● What to do:
Your answer should consist solely of the lines from the first line of the data through the line with "the white two-story", each reproduced exactly.
Content starts
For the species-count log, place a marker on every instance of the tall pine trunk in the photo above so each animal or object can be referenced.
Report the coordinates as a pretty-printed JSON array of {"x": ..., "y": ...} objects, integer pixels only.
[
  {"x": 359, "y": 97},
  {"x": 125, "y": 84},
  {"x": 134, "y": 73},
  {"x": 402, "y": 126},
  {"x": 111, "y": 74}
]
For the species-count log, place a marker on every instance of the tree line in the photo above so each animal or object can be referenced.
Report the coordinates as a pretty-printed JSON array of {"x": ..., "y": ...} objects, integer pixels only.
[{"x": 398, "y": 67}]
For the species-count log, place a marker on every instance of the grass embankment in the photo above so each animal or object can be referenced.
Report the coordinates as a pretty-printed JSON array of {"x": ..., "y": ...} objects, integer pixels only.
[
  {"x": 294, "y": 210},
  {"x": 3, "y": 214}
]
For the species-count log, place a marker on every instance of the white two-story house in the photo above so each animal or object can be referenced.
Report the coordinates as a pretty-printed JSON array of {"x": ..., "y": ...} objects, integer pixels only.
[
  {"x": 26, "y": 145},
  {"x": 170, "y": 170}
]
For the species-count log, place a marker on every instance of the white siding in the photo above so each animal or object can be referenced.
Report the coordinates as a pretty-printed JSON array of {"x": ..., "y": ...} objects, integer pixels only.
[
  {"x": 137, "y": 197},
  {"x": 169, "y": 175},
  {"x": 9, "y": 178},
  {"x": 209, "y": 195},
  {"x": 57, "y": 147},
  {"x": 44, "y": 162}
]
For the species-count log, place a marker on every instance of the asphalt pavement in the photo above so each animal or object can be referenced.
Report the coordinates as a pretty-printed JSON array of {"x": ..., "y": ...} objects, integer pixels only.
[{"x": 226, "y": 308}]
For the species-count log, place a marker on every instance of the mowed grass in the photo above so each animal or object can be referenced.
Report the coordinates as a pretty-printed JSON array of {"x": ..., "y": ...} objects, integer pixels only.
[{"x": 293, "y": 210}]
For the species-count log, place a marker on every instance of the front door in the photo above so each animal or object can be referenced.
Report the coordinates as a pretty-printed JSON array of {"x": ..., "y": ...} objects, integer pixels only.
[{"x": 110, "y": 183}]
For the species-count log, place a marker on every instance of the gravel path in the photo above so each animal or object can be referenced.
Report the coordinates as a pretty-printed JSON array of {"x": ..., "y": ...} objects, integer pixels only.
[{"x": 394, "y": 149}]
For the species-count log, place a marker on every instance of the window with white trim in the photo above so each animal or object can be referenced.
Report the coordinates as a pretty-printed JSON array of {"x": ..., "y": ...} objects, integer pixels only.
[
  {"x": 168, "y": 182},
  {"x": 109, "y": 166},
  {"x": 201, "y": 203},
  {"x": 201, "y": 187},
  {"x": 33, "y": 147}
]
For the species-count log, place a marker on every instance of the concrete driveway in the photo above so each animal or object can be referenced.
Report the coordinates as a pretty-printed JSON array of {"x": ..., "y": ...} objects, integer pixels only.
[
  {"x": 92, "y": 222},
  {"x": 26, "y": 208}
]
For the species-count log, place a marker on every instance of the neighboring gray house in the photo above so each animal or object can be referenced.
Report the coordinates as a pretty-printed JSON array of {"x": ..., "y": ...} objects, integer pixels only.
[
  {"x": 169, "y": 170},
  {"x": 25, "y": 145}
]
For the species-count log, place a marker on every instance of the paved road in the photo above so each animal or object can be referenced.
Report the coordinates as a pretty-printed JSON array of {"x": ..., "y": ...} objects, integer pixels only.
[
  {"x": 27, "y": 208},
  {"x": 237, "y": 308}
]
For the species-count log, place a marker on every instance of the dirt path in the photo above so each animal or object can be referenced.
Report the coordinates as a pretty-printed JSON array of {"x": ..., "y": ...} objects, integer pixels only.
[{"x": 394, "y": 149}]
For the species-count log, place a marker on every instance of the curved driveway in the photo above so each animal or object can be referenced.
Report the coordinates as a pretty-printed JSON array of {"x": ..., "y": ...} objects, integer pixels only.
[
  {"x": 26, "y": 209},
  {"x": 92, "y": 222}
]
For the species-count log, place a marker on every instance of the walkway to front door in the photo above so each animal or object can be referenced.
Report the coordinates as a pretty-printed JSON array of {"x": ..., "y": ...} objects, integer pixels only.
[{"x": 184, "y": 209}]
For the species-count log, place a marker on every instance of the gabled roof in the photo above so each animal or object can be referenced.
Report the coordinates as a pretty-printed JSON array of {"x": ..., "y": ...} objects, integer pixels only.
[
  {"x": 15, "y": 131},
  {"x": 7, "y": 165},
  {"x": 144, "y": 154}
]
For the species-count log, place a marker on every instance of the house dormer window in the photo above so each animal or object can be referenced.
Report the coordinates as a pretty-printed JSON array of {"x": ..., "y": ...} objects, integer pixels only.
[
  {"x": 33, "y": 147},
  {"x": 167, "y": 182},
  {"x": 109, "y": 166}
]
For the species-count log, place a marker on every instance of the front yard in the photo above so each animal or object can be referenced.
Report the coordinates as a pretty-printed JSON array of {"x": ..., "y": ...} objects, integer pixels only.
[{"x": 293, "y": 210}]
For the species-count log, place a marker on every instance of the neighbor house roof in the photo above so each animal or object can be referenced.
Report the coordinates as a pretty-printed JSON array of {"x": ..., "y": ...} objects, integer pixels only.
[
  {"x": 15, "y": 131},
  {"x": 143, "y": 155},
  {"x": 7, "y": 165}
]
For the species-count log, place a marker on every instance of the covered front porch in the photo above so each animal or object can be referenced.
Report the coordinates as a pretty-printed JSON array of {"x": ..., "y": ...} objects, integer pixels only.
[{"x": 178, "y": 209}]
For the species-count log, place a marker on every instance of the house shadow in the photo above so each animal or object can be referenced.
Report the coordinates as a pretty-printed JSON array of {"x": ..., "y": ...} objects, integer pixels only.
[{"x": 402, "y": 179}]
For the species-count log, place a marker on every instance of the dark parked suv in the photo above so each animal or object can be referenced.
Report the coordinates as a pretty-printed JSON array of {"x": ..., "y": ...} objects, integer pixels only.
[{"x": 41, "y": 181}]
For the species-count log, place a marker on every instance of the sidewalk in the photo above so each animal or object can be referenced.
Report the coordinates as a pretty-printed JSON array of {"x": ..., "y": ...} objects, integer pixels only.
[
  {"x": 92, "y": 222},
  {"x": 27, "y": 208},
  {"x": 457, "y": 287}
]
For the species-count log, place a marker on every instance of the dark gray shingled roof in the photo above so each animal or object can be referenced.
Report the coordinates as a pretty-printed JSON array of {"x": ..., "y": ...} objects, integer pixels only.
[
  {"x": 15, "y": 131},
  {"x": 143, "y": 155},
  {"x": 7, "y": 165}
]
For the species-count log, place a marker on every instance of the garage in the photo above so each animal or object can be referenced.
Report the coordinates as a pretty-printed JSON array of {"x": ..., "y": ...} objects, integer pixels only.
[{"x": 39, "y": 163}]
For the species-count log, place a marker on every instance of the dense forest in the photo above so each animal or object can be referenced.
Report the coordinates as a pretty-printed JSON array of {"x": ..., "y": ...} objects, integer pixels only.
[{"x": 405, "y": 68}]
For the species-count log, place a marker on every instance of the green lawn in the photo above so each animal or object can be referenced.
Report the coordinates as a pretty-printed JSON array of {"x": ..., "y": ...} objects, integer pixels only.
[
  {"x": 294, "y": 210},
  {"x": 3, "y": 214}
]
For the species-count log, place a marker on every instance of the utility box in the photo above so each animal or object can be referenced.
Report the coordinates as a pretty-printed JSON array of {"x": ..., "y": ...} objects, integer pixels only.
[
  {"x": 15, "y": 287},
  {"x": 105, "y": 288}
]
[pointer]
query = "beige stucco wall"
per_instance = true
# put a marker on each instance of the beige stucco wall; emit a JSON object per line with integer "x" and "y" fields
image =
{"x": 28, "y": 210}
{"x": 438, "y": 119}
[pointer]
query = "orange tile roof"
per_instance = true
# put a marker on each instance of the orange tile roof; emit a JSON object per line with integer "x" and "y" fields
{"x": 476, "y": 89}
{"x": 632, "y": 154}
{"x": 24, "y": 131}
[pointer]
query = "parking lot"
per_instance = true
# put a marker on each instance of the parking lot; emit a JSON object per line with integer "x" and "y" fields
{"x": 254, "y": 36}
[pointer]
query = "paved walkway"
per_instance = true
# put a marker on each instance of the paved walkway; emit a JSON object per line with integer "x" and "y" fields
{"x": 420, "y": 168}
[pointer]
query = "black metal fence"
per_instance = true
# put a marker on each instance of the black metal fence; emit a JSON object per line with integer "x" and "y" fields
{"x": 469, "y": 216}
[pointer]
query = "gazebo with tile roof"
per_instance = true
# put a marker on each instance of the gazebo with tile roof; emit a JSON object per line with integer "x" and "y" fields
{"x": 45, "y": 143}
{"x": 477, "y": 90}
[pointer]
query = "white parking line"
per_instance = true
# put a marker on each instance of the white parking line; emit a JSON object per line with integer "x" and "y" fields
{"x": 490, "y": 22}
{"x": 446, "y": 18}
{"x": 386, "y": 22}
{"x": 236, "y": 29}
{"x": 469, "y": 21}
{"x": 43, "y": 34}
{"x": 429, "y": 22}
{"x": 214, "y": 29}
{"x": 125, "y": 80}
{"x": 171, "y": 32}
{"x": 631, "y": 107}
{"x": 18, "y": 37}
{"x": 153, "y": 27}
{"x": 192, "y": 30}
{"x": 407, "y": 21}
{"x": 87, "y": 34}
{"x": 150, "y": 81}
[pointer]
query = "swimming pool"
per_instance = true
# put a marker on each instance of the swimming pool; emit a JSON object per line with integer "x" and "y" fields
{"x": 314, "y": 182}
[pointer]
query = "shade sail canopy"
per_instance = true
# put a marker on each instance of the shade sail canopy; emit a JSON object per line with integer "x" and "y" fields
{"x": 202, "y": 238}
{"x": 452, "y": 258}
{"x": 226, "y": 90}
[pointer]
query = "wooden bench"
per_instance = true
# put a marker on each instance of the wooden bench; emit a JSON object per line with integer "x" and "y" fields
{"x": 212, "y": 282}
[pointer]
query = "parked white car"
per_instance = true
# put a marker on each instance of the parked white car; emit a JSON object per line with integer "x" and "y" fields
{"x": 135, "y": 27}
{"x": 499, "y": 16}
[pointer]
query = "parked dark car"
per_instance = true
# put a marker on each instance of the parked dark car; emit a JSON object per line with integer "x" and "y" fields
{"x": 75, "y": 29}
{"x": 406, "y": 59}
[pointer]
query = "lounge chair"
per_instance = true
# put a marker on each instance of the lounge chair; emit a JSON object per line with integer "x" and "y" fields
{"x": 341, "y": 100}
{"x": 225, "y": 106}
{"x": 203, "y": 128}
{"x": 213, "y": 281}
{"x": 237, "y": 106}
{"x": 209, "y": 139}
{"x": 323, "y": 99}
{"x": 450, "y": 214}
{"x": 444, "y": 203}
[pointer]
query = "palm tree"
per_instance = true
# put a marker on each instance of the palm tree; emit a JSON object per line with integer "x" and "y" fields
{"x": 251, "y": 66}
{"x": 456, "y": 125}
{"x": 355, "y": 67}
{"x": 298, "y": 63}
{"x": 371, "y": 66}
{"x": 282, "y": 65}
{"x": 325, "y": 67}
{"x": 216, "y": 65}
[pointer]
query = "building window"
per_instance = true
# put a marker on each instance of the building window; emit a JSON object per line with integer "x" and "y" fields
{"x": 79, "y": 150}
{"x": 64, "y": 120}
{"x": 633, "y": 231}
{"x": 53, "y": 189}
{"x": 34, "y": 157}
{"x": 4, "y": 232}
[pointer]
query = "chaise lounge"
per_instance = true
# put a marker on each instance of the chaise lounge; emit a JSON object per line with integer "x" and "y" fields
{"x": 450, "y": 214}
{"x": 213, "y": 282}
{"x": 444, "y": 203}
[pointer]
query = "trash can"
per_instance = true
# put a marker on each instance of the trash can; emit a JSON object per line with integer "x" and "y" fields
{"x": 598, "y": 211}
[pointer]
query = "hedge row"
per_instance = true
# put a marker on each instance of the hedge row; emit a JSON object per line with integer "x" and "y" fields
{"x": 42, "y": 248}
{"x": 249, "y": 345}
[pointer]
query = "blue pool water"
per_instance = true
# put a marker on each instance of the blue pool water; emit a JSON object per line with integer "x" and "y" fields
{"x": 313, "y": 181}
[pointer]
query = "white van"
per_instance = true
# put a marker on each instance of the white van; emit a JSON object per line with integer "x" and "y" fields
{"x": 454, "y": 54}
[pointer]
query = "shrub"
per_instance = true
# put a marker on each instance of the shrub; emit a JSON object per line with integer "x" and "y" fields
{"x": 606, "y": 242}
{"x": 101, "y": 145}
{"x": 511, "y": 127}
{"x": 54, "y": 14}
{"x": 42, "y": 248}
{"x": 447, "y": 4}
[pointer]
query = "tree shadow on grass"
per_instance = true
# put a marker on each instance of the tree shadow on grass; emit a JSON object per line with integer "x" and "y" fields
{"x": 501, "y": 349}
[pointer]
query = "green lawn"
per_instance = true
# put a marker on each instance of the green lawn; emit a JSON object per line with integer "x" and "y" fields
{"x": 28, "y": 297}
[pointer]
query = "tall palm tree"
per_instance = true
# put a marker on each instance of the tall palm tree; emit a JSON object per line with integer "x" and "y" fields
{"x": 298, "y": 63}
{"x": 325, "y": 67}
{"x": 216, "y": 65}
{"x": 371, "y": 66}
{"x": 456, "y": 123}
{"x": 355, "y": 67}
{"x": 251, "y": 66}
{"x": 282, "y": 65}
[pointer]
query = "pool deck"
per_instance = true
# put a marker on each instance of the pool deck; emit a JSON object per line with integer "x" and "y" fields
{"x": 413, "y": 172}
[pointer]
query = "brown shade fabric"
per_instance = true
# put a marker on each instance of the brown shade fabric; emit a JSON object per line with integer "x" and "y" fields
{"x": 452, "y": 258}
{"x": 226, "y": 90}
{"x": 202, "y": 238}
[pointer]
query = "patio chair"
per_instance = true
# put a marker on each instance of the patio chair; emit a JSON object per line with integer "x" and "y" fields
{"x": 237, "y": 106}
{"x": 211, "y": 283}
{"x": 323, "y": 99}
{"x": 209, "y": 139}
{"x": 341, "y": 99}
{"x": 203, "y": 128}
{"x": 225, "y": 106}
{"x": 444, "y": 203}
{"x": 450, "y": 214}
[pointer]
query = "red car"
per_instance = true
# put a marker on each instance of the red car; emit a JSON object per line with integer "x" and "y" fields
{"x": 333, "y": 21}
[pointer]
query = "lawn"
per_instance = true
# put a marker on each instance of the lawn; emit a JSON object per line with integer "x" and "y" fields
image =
Content ends
● Result:
For the species-count log, place a marker on every instance of the tall pine trunk in the photo above so each animal or object can be referenced.
Report the coordinates as a pretty-printed JSON array of {"x": ..., "y": ...} objects, integer pixels only.
[
  {"x": 359, "y": 97},
  {"x": 125, "y": 84},
  {"x": 134, "y": 73},
  {"x": 402, "y": 126},
  {"x": 111, "y": 74}
]
For the species-count log, place a marker on every instance of the tree line in the photo above so each animal or object can be referenced.
Report the coordinates as a pretty-printed JSON array of {"x": ..., "y": ...} objects, integer pixels only.
[{"x": 398, "y": 67}]
For the species-count log, place a marker on every instance of the grass embankment in the photo above so each animal or object can be referenced.
Report the coordinates as a pretty-printed JSON array of {"x": ..., "y": ...} objects, integer pixels only.
[
  {"x": 294, "y": 210},
  {"x": 3, "y": 214}
]
For the species-count log, place a marker on every instance of the white two-story house in the photo above so each animal or object can be referenced.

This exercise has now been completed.